**EXCERPTED DATA:**
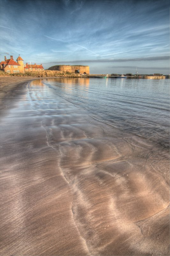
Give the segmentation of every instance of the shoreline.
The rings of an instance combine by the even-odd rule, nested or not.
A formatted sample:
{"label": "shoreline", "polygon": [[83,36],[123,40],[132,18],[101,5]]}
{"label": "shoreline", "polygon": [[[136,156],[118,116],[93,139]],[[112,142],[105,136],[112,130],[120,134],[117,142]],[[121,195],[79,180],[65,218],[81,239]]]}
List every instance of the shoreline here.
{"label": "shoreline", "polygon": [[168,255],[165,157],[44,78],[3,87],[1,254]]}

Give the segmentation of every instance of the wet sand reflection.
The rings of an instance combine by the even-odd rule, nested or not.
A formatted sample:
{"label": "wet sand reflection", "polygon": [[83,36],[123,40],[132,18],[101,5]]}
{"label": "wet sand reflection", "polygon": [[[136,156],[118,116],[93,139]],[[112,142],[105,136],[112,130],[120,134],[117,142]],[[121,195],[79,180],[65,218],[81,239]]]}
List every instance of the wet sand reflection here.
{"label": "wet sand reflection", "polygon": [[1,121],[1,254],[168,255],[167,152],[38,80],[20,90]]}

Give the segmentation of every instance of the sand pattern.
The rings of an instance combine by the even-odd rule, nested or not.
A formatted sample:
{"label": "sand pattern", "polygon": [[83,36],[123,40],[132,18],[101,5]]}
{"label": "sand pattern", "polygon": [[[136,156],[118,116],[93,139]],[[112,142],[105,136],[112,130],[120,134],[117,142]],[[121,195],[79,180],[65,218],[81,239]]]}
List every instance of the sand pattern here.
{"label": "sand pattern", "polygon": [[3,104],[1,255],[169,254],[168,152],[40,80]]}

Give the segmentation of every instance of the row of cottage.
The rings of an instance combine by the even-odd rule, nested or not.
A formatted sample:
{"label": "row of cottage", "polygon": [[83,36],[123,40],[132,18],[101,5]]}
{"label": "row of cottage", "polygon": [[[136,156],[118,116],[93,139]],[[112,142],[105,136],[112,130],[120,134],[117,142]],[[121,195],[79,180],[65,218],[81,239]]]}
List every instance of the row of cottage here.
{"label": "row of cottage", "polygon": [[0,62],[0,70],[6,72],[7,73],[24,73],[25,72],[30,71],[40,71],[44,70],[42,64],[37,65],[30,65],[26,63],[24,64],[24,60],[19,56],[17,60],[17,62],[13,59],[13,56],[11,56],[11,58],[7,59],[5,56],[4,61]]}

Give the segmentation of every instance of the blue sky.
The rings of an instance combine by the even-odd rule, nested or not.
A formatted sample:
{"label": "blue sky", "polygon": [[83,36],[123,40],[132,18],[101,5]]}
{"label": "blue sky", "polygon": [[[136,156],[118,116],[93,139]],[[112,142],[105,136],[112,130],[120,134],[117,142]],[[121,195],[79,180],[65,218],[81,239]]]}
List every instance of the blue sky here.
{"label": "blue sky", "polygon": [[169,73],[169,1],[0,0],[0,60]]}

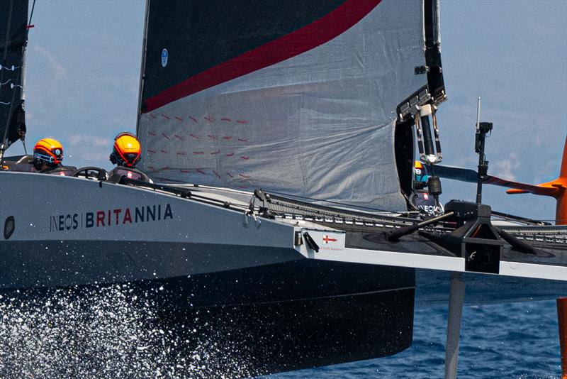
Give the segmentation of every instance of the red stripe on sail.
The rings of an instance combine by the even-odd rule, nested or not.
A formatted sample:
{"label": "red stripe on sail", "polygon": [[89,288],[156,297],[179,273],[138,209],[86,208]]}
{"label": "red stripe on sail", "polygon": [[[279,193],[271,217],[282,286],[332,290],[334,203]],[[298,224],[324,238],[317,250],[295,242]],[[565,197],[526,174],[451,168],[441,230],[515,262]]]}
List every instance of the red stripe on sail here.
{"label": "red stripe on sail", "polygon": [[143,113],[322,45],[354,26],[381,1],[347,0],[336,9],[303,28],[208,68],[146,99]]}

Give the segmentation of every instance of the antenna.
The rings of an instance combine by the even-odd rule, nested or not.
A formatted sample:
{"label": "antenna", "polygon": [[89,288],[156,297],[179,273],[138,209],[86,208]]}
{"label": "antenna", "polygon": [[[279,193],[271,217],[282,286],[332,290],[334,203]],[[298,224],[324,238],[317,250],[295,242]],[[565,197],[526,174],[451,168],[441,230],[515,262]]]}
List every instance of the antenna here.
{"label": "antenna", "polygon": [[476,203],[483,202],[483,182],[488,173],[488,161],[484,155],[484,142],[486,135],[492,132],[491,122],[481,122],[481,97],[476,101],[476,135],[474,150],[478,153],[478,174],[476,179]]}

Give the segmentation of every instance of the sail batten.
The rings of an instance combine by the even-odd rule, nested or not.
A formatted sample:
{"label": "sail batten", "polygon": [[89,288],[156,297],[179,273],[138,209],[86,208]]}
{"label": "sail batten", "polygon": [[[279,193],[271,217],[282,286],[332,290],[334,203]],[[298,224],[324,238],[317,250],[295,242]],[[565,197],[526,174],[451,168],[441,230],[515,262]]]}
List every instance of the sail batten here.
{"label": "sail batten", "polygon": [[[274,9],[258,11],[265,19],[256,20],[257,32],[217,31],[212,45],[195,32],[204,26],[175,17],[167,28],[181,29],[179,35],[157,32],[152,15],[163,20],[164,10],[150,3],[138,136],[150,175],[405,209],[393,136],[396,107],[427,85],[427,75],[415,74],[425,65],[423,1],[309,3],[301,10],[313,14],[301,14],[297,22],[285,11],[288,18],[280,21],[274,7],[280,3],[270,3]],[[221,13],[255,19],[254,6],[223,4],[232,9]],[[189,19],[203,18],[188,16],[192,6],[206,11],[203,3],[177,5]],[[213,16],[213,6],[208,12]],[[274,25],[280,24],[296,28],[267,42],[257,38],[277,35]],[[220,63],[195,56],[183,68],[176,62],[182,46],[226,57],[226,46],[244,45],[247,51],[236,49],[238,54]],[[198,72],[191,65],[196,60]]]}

**JOB:** Render every line of the records above as a Markdown table with the columns "Row" and "Line," numbering the rows in order and skipping blank lines. Omit the pictures from the table.

**ANSWER FOR THIS EXERCISE:**
| Row | Line |
|---|---|
| 1 | Give the segmentation of every instance of the shoreline. |
| 2 | The rings of an instance combine by the even-odd rule, nested or not. |
| 3 | A formatted sample: |
| 4 | {"label": "shoreline", "polygon": [[83,36],[123,40],[132,18],[101,5]]} |
| 5 | {"label": "shoreline", "polygon": [[[136,156],[118,116],[93,139]],[[112,142],[105,136],[112,130],[120,134],[117,142]],[[121,195],[79,180],[65,218],[81,239]]]} |
| 6 | List every instance of the shoreline here. |
| 7 | {"label": "shoreline", "polygon": [[168,255],[165,157],[44,78],[3,87],[1,254]]} |
| 8 | Give the segmentation of every instance of the wet sand reflection. |
| 9 | The rings of an instance combine by the even-odd rule, nested or not. |
| 10 | A formatted sample: |
| 11 | {"label": "wet sand reflection", "polygon": [[83,36],[123,40],[132,18],[101,5]]} |
| 12 | {"label": "wet sand reflection", "polygon": [[[136,156],[118,116],[93,139]],[[112,142],[105,136],[112,130],[120,134],[117,142]],[[121,195],[79,180],[65,218],[81,239]]]} |
| 13 | List every instance of the wet sand reflection here. |
| 14 | {"label": "wet sand reflection", "polygon": [[1,121],[1,254],[168,255],[167,152],[38,80],[20,90]]} |
| 15 | Give the segmentation of every instance of the sand pattern. |
| 16 | The rings of an instance combine by the even-odd rule, nested or not. |
| 17 | A formatted sample: |
| 18 | {"label": "sand pattern", "polygon": [[83,36],[123,40],[132,18],[101,5]]} |
| 19 | {"label": "sand pattern", "polygon": [[[136,156],[118,116],[93,139]],[[112,142],[105,136],[112,130],[120,134],[117,142]],[[121,195],[79,180],[65,218],[81,239]]]} |
| 20 | List every instance of the sand pattern here. |
| 21 | {"label": "sand pattern", "polygon": [[3,104],[1,255],[169,254],[168,152],[40,80]]} |
| 22 | Give the segmentation of every instance of the row of cottage. |
| 23 | The rings of an instance combine by the even-odd rule, nested or not. |
| 24 | A formatted sample: |
| 25 | {"label": "row of cottage", "polygon": [[83,36],[123,40],[132,18],[101,5]]} |
| 26 | {"label": "row of cottage", "polygon": [[[136,156],[118,116],[93,139]],[[112,142],[105,136],[112,130],[120,134],[117,142]],[[121,195],[79,180],[65,218],[81,239]]]} |
| 27 | List every instance of the row of cottage here. |
| 28 | {"label": "row of cottage", "polygon": [[0,62],[0,70],[6,72],[7,73],[24,73],[25,72],[30,71],[40,71],[44,70],[42,64],[37,65],[30,65],[26,63],[24,64],[24,60],[19,56],[17,60],[17,62],[13,59],[13,56],[11,56],[11,58],[7,59],[5,56],[4,61]]} |
| 29 | Give the segmentation of every instance of the blue sky. |
| 30 | The rings of an instance combine by the even-odd rule, nested or not. |
| 31 | A formatted sample: |
| 32 | {"label": "blue sky", "polygon": [[83,36],[123,40],[132,18],[101,5]]} |
| 33 | {"label": "blue sky", "polygon": [[[136,156],[118,116],[93,139]],[[112,142],[105,136],[112,130],[120,134],[117,142]],[[121,195],[79,180],[65,218],[81,239]]]} |
| 34 | List every instance of the blue sky here. |
| 35 | {"label": "blue sky", "polygon": [[169,73],[169,1],[0,0],[0,60]]} |
| 36 | Give the segmentation of every instance of the red stripe on sail. |
| 37 | The rings of an instance combine by the even-odd rule, nested or not. |
| 38 | A formatted sample: |
| 39 | {"label": "red stripe on sail", "polygon": [[89,288],[156,297],[179,273],[138,209],[86,208]]} |
| 40 | {"label": "red stripe on sail", "polygon": [[[279,193],[271,217],[282,286],[332,290],[334,203]],[[298,224],[324,238],[317,250],[295,242]],[[565,197],[526,174],[451,168],[441,230],[515,262]]]} |
| 41 | List every instance of the red stripe on sail here. |
| 42 | {"label": "red stripe on sail", "polygon": [[143,113],[322,45],[354,26],[381,1],[347,0],[336,9],[303,28],[208,68],[146,99]]} |
| 43 | Give the segmentation of every instance of the antenna. |
| 44 | The rings of an instance combine by the even-odd rule, nested or not. |
| 45 | A formatted sample: |
| 46 | {"label": "antenna", "polygon": [[89,288],[156,297],[179,273],[138,209],[86,208]]} |
| 47 | {"label": "antenna", "polygon": [[[279,193],[271,217],[282,286],[332,290],[334,203]],[[298,224],[324,238],[317,250],[295,242]],[[565,197],[526,174],[451,168],[441,230],[515,262]]]} |
| 48 | List every instance of the antenna here. |
| 49 | {"label": "antenna", "polygon": [[476,203],[483,202],[483,182],[488,173],[488,161],[484,155],[484,142],[486,135],[492,132],[491,122],[481,122],[481,97],[476,101],[476,135],[474,150],[478,153],[478,174],[476,179]]} |
| 50 | Give the segmentation of every instance of the sail batten. |
| 51 | The rings of an instance combine by the even-odd rule, nested or not. |
| 52 | A formatted sample: |
| 53 | {"label": "sail batten", "polygon": [[89,288],[156,297],[179,273],[138,209],[86,208]]} |
| 54 | {"label": "sail batten", "polygon": [[[279,193],[271,217],[282,286],[332,290],[334,203]],[[298,224],[324,238],[317,250],[295,242]],[[565,197],[526,174],[451,168],[441,230],[515,262]]]} |
| 55 | List every instance of the sail batten here. |
| 56 | {"label": "sail batten", "polygon": [[[274,9],[258,11],[265,19],[256,20],[257,32],[217,31],[212,45],[195,32],[204,26],[175,17],[167,28],[181,29],[179,35],[157,32],[152,15],[163,20],[164,10],[150,3],[138,136],[150,175],[405,209],[393,136],[396,107],[427,85],[427,75],[415,74],[425,65],[423,1],[309,3],[301,10],[313,14],[301,14],[297,22],[285,11],[288,18],[280,21],[274,7],[280,3],[270,3]],[[221,13],[255,19],[254,6],[223,4],[232,9]],[[189,19],[203,18],[188,16],[192,6],[206,11],[203,3],[177,5]],[[213,16],[213,6],[208,12]],[[274,25],[280,24],[296,28],[267,42],[257,38],[277,35]],[[220,63],[195,56],[183,68],[176,62],[182,46],[226,57],[226,46],[244,45],[247,51],[236,49],[238,54]],[[198,72],[191,65],[196,60]]]} |